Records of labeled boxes
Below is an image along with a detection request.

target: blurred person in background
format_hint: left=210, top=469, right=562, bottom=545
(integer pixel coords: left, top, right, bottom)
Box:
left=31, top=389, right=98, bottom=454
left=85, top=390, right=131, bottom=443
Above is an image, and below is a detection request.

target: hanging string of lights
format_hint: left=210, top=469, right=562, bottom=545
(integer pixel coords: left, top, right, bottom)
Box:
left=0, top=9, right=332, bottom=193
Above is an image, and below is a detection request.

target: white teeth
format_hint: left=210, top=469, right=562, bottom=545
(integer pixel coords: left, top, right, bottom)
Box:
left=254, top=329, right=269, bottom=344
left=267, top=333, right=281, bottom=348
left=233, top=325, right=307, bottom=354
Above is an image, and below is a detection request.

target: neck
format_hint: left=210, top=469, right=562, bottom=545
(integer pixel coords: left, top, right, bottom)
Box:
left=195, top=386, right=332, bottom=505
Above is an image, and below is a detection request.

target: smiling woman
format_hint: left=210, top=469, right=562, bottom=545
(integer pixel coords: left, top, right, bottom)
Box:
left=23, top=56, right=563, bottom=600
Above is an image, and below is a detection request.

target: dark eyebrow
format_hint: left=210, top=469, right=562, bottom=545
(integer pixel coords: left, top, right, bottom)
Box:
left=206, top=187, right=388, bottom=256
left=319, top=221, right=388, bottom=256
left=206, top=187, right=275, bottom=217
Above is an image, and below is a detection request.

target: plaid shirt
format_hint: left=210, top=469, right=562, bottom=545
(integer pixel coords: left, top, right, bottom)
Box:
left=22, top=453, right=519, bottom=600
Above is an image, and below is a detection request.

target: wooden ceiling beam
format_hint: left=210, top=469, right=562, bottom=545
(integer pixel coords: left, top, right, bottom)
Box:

--- WHAT TO WORK ON ---
Reproduce the data from its first line through the line that contains "left=23, top=56, right=563, bottom=600", requests included, and shift every pixel coordinate in the answer boxes up by 44. Leave the format hints and the coordinate notes unchanged.

--- RESPONSE TO THIS EXERCISE ---
Below is an image along with a detection request.

target: blurred person in background
format_hint: left=210, top=469, right=562, bottom=545
(integer pixel coords: left, top, right, bottom)
Box:
left=75, top=433, right=142, bottom=498
left=129, top=434, right=175, bottom=487
Above is an image, and below is a detection request.

target: hanging string of lights
format_hint: left=210, top=469, right=562, bottom=545
(integer pixel coords: left, top, right, bottom)
Box:
left=44, top=53, right=376, bottom=237
Above is an image, and below is a detection request.

target: white teeth
format_hint: left=210, top=469, right=562, bottom=545
(integer pixel coords: left, top, right, bottom)
Box:
left=298, top=373, right=313, bottom=388
left=311, top=377, right=325, bottom=392
left=277, top=369, right=351, bottom=398
Above is an image, and below is a detection request.

target: neck
format_hint: left=210, top=469, right=562, bottom=545
(integer pixel coords: left, top, right, bottom)
Box:
left=239, top=430, right=376, bottom=549
Above is an image, and below is a detection request.

target: smiling woman
format_hint: left=210, top=469, right=562, bottom=545
(integer pixel coords: left, top, right, bottom)
Box:
left=67, top=100, right=607, bottom=644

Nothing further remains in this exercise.